| What needs to be done |
Scan each line of the records for the word "walkway" and extract the ones that have it.

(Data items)

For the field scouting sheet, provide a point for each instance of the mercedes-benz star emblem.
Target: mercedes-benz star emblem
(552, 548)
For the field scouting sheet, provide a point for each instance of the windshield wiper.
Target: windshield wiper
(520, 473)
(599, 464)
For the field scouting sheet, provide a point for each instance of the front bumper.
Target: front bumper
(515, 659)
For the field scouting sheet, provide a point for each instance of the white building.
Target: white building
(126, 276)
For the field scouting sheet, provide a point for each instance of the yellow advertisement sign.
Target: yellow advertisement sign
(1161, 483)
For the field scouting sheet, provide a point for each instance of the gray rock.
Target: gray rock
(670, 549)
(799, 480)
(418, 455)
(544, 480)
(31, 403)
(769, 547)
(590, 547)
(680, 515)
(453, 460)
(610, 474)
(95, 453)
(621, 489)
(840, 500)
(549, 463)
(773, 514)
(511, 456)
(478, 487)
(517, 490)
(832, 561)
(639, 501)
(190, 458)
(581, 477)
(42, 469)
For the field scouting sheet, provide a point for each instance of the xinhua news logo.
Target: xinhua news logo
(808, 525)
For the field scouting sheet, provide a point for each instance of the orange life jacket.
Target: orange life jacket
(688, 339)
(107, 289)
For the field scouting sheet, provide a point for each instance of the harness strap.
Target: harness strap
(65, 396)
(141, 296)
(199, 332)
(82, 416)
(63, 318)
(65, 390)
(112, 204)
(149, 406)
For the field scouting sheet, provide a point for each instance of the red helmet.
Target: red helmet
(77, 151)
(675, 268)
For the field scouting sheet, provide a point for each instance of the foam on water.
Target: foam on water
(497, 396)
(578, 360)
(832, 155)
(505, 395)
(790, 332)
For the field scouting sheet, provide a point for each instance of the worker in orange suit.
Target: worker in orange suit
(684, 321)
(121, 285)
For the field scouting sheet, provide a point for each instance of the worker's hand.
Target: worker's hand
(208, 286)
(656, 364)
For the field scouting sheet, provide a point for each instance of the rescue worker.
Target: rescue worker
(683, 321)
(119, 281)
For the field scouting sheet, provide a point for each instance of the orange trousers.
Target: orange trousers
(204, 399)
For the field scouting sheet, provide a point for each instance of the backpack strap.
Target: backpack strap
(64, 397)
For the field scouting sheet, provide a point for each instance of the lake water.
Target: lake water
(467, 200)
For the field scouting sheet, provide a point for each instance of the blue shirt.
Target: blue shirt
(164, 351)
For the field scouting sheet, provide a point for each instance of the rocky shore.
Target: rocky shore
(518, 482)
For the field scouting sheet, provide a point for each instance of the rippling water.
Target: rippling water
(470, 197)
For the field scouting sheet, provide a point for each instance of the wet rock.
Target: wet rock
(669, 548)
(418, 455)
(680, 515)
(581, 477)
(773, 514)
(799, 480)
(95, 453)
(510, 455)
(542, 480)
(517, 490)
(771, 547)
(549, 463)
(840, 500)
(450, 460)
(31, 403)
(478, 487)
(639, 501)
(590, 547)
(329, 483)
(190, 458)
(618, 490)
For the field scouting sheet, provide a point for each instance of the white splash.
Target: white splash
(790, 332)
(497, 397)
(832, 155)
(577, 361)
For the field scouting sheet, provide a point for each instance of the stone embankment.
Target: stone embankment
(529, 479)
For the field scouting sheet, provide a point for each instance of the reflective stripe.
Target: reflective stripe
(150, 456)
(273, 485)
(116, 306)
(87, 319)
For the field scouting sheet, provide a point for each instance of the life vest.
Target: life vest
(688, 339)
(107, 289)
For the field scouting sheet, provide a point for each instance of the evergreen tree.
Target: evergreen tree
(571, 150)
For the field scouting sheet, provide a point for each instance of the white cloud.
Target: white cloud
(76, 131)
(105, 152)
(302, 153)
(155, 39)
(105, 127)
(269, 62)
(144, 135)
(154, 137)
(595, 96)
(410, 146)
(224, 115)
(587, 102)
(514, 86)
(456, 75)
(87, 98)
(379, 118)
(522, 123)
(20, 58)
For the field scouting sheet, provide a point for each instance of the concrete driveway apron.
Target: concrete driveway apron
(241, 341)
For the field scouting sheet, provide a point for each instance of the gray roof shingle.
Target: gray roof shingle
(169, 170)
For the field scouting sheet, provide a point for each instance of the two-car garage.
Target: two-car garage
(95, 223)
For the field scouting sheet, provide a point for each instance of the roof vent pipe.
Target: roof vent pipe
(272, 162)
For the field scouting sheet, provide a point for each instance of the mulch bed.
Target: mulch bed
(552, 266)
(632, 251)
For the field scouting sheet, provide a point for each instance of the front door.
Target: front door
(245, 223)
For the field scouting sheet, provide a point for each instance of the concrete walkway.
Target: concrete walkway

| Solution for this exercise |
For the field scouting sheet, provide a point for each instance of the concrete walkway.
Target: concrete walkway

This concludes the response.